> **What to do**:
Quote the film passage below word for word, everything from "My Song for You is" down to "marries Ricardo instead.".

My Song for You is a 1934 film directed by Maurice Elvey and starring Jan Kiepura. Kiepura sang the title song "My Song for You" written by Mischa Spoliansky and Frank Eyton. The song was released on an EP "Tell Me Tonight" (also a song by Spoliansky and Eyton) in 1957.

Plot
Arriving in Venice for a production of "Aida", young tenor Ricardo Gatti meets the attractive Mary, who has sneaked into the opera house in an attempt to get her fiancé hired as a pianist. Ricardo invites Mary to tea and she tells her story, describing her fiancé as her "brother". Captivated by her, the tenor uses his influence to obtain the job with the orchestra. However, filled with guilt at her deception, Mary breaks off her engagement and consents instead to marry her parents' choice, a wealthy society man. But just before the wedding, she changes her mind and marries Ricardo instead.

> **Extracted records**:
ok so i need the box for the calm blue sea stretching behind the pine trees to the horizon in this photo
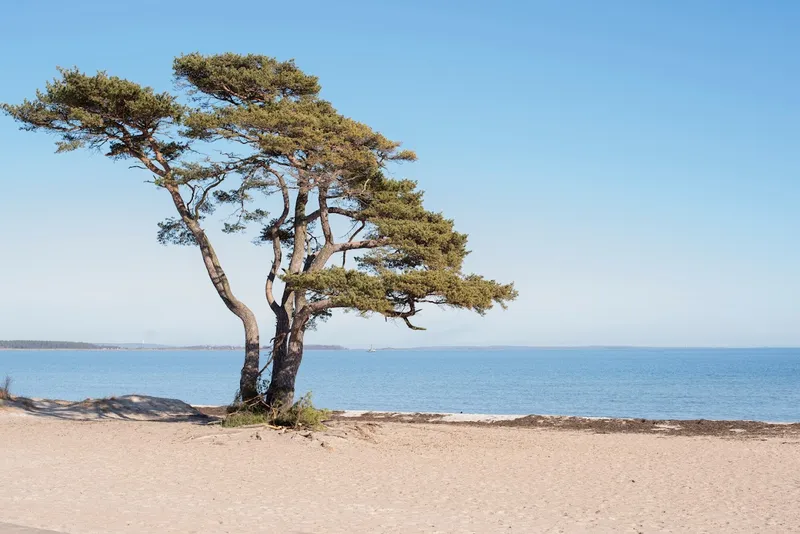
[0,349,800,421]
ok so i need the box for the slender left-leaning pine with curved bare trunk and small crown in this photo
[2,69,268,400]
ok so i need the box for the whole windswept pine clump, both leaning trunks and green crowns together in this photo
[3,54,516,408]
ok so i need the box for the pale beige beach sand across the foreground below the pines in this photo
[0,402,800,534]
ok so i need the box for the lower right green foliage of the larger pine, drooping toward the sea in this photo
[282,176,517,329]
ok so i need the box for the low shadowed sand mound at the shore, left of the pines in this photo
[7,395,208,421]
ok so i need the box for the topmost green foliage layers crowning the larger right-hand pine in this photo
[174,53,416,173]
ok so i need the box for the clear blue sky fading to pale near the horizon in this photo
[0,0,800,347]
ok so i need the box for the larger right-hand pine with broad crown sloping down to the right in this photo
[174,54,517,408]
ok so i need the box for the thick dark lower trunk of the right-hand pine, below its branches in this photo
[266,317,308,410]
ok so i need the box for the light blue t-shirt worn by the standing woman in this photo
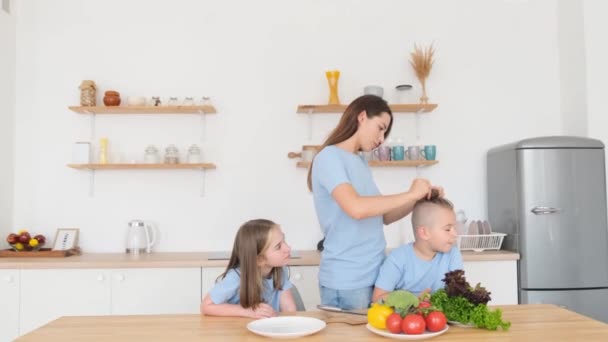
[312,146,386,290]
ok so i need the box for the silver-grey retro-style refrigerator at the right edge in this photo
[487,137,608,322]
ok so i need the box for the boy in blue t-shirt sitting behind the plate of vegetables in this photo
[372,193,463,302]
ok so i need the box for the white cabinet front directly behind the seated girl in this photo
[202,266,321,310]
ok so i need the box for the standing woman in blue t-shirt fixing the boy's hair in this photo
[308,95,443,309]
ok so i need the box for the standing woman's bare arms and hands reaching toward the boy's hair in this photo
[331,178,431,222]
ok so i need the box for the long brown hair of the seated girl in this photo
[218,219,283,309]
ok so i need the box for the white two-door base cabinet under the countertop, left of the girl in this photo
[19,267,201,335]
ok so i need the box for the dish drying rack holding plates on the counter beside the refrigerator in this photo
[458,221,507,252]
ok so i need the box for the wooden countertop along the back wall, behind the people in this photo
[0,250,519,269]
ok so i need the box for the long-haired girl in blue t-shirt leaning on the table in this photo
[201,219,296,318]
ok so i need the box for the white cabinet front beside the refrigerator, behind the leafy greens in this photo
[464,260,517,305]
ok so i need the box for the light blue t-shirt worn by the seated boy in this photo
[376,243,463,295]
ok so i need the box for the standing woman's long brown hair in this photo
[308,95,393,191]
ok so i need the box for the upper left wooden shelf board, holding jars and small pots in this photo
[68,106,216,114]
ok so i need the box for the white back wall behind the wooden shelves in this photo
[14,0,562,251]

> **Task response**:
My Song for You is a 1934 film directed by Maurice Elvey and starring Jan Kiepura. Kiepura sang the title song "My Song for You" written by Mischa Spoliansky and Frank Eyton. The song was released on an EP "Tell Me Tonight" (also a song by Spoliansky and Eyton) in 1957.

Plot
Arriving in Venice for a production of "Aida", young tenor Ricardo Gatti meets the attractive Mary, who has sneaked into the opera house in an attempt to get her fiancé hired as a pianist. Ricardo invites Mary to tea and she tells her story, describing her fiancé as her "brother". Captivated by her, the tenor uses his influence to obtain the job with the orchestra. However, filled with guilt at her deception, Mary breaks off her engagement and consents instead to marry her parents' choice, a wealthy society man. But just before the wedding, she changes her mind and marries Ricardo instead.